=== EXERCISE PROMPT ===
Return the records exactly as they are.

EXERCISE DATA Block Start

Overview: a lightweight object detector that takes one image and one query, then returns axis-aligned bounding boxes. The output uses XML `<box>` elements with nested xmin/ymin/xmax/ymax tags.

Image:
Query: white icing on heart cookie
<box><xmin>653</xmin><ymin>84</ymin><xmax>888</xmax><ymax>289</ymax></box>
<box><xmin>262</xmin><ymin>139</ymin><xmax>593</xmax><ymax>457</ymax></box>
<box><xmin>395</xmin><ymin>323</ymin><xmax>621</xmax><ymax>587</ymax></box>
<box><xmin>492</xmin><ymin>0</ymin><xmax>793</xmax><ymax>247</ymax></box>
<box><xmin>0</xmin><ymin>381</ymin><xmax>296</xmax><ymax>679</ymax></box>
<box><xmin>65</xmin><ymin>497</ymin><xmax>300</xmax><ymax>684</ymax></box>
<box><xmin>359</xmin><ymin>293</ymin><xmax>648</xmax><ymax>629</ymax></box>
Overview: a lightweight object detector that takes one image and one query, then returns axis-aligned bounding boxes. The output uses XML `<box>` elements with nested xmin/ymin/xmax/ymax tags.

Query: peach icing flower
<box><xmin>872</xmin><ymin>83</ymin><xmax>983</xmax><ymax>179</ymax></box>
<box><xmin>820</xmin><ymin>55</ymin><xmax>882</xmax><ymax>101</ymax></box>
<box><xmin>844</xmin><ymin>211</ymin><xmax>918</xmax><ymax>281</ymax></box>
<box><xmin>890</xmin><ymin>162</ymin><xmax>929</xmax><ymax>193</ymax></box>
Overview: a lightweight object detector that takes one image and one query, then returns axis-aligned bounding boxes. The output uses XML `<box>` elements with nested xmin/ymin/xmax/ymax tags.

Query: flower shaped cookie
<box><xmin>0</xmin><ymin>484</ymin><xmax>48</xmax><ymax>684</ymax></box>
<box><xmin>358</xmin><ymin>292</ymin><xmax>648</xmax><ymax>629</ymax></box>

EXERCISE DATA Block End

=== RESPONSE TO THIS TASK ===
Overview: a lightweight object detector that takes one image and one query, then returns axis-aligned bounding boxes. The output uses XML `<box>` elements with nested xmin/ymin/xmax/ymax tags.

Image:
Query: white icing on heart cookie
<box><xmin>653</xmin><ymin>84</ymin><xmax>888</xmax><ymax>289</ymax></box>
<box><xmin>262</xmin><ymin>139</ymin><xmax>593</xmax><ymax>457</ymax></box>
<box><xmin>395</xmin><ymin>323</ymin><xmax>621</xmax><ymax>587</ymax></box>
<box><xmin>492</xmin><ymin>0</ymin><xmax>793</xmax><ymax>247</ymax></box>
<box><xmin>0</xmin><ymin>381</ymin><xmax>296</xmax><ymax>679</ymax></box>
<box><xmin>65</xmin><ymin>497</ymin><xmax>300</xmax><ymax>684</ymax></box>
<box><xmin>359</xmin><ymin>293</ymin><xmax>648</xmax><ymax>629</ymax></box>
Overview: a lightweight object detector that takes one image and one query, then returns axis-aligned bounding boxes. The output uses XML `<box>` elements with nested xmin/ymin/xmax/ymax tags.

Query: peach icing flower
<box><xmin>872</xmin><ymin>83</ymin><xmax>983</xmax><ymax>179</ymax></box>
<box><xmin>820</xmin><ymin>55</ymin><xmax>882</xmax><ymax>101</ymax></box>
<box><xmin>844</xmin><ymin>211</ymin><xmax>918</xmax><ymax>281</ymax></box>
<box><xmin>890</xmin><ymin>162</ymin><xmax>929</xmax><ymax>193</ymax></box>
Overview: a lightweight object detector that takes one image and one query, then returns axis-aligned bounding boxes. The output uses XML `<box>` elements with nested xmin/ymin/xmax/ymax tags.

Query: flower shaped cookie
<box><xmin>0</xmin><ymin>484</ymin><xmax>48</xmax><ymax>684</ymax></box>
<box><xmin>358</xmin><ymin>292</ymin><xmax>648</xmax><ymax>629</ymax></box>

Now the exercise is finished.